> **Text provided**
=== Begin Enclosure ===
Because of the decent NHS pension, the way final salary pensions are calculated for annual allowance and lifetime allowance purposes, doctors working hard and taking on extra cases, receiving a merit award etc, we are seeing doctors get clobbered by the annual allowance tax charge and potentially in the future the lifetime allowance tax charge. 

What should doctors do? (Very good question)!

–           Opt out of the NHS pension? Well yes you could but why, you won’t receive the 20% contribution from the NHS and the money you were putting into the pension will now be paid as income therefore taxed at your highest rate. You also won’t have the death in service death benefit.

–           Work less, therefore ‘save’ less into a pension. This can help on annual allowance purposes, however if you are a member or a deferred member of the 1995 / 2008 pension and near retirement age then it could lower your pension income at retirement.

–           Carry on and pay the tax bill. But not many people have the disposable income to pay the tax bill.

–           Defer the tax bill. Well actually more like a loan of circa 4.8% from the government and it will affect your final pension income at retirement (but will help from a LTA perspective).

•  Retire. Why not if you can afford to!

•  Leave the NHS and set up privately. Will you earn enough privately?

Doctors are doing all of the above.

1 in 10 doctors plan to quit early

Thousands are cutting hours to escape breaching the tax bill.

Waiting lists are rising

Government you have a big problem! – Call to action

The sliver of light in the cloud is that the government has launched proposals to make pensions more flexible for senior clinicians delivering frontline care.
=== End Enclosure ===
> **Dataset entries**
=== Begin Enclosure ===
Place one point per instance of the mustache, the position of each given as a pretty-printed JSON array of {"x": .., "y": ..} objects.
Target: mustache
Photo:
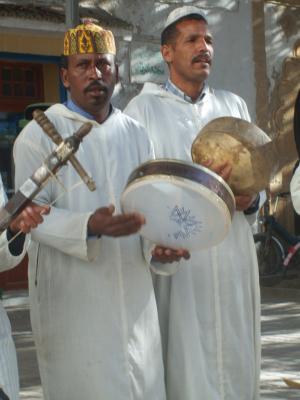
[
  {"x": 95, "y": 85},
  {"x": 204, "y": 56}
]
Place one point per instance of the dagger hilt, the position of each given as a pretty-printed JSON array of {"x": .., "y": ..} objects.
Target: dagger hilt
[{"x": 50, "y": 130}]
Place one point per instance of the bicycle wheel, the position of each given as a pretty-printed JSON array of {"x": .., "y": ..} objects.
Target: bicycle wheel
[{"x": 269, "y": 255}]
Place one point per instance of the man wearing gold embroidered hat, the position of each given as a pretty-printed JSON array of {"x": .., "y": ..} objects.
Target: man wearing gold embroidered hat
[{"x": 93, "y": 309}]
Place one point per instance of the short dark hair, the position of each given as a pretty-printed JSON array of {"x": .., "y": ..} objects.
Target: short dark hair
[{"x": 169, "y": 35}]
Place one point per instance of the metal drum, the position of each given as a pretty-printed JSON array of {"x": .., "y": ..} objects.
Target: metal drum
[
  {"x": 249, "y": 150},
  {"x": 185, "y": 205}
]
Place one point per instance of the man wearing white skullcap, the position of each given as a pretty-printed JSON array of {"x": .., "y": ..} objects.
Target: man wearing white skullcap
[{"x": 209, "y": 309}]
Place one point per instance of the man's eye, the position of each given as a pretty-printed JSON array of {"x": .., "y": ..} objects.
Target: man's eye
[{"x": 82, "y": 65}]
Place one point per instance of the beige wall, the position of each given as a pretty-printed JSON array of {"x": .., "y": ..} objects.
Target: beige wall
[
  {"x": 31, "y": 44},
  {"x": 51, "y": 83}
]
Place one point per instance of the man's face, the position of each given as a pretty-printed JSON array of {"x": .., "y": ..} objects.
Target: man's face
[
  {"x": 91, "y": 79},
  {"x": 190, "y": 57}
]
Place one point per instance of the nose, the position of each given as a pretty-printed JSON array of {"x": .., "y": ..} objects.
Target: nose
[
  {"x": 95, "y": 72},
  {"x": 203, "y": 45}
]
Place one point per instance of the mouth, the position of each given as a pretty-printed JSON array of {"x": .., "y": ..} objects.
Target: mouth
[
  {"x": 96, "y": 89},
  {"x": 202, "y": 59}
]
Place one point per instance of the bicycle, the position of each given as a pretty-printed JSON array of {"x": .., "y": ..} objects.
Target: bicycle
[{"x": 278, "y": 251}]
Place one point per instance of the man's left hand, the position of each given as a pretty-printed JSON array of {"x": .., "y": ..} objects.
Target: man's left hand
[
  {"x": 243, "y": 202},
  {"x": 29, "y": 218},
  {"x": 166, "y": 255}
]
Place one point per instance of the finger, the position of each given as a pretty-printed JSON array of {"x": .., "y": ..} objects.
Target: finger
[{"x": 33, "y": 214}]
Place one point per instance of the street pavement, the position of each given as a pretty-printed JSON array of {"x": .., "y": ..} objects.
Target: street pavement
[{"x": 280, "y": 343}]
=== End Enclosure ===
> **Tasks**
**A.** According to the text on NHS pensions for doctors, why would opting out of the NHS pension leave a doctor worse off? Answer in one to three sentences.
**B.** Pick up the text on NHS pensions for doctors after its last sentence and carry it forward.
The records are separate material, unrelated to the text on NHS pensions for doctors.

> **Responses per task**
**A.** A doctor who opts out loses the 20% contribution from the NHS, and the money that was going into the pension is paid as income instead, so it is taxed at the doctor's highest rate. The doctor also loses the death in service benefit.

**B.**
A proposal known as a 50:50 option would allow clinicians to halve their pension contributions in exchange for halving the rate of pension growth.

Experts in the industry have different views;

Baroness Altmann said the problem lies in how the Treasury has tried to apply the taper rules in the same way to final salary pensions as to defined contribution schemes, for which the calculations are easier.

“It was a hurried measure and should either be scrapped entirely with the Treasury weathering the bill, or just drop it for those with defined benefit schemes,” she said.

Sir Steve Webb former pensions minister said that although a flat £30,000 annual allowance would be “far cleaner and simpler than a £40,000 allowance plus a taper, there would be gainers and losers from such a change, including among higher earning NHS staff”.

Mr Hammond told MPs on the Treasury committee last month that limits on how much savers can put into their pensions – including a lifetime allowance of £1.05m – were “effective”, because they ensured “those on the highest income bore more of a burden than those on lower incomes”.

“My predecessor, [George Osborne] was clear that his intention was to ensure those on the highest income bore more of a burden than those on lower incomes. It is surprisingly difficult to find ways to give effect to that in the tax system”, he said.

What to do

There is certainly no one size that fits all, what you should do will depend on your individual situation and circumstances. I do however think that rather than getting yourself worried and worked up by it, it is time to assess your situation;

Have a look at your NHS total reward statement – how much have you accrued in your pension to date

Check what other pension benefits you have. What is the value of them?

Have a look at your NHS annual allowance pension statement. Have you exceeded the annual allowance? Or are you close to exceeding the annual allowance?

Check how much you have contributed into other pensions in the same tax year.

This will give you a clear idea of where you are now. From here I would suggest if you think you have a problem or will have a problem then it is time to speak to an accountant and or financial advisers who specialise in this area. With them you can do some cash flow planning and ‘what if’ scenarios to see what the tax bill could be, when it will occur, how to pay it and what can be done to mitigate it. In doing so, giving you a bit of peace of mind and reassurance on how you can continue to grow your wealth, retire when you want to and not be clobbered by an unexpected tax bill.